[[ Entries shown open ]]
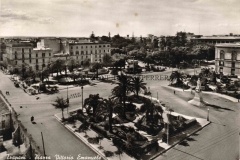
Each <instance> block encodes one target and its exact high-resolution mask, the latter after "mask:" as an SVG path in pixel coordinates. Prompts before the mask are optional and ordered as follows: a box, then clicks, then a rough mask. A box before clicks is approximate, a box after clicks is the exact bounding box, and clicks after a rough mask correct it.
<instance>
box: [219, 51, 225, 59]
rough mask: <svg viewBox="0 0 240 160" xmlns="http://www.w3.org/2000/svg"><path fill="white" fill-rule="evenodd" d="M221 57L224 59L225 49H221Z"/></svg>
mask: <svg viewBox="0 0 240 160" xmlns="http://www.w3.org/2000/svg"><path fill="white" fill-rule="evenodd" d="M220 59H224V51H223V50H221V51H220Z"/></svg>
[[ Entries shown closed ]]
What the task requires
Please print the data above in its entirety, exactly, but without any picture.

Answer
Each <instance> block encodes one target and its exact high-resolution mask, the latter after "mask:" as an SVG path in pixel coordinates. Prompts before the mask are optional and ordered as follows: a box, then clicks, then a rough mask. A box before clicks is approximate, a box after clicks is the exact bounding box, and clicks after a rough mask correct it.
<instance>
box: [219, 51, 225, 59]
rough mask: <svg viewBox="0 0 240 160" xmlns="http://www.w3.org/2000/svg"><path fill="white" fill-rule="evenodd" d="M221 57L224 59L225 49H221Z"/></svg>
mask: <svg viewBox="0 0 240 160" xmlns="http://www.w3.org/2000/svg"><path fill="white" fill-rule="evenodd" d="M220 59H224V51H223V50H221V51H220Z"/></svg>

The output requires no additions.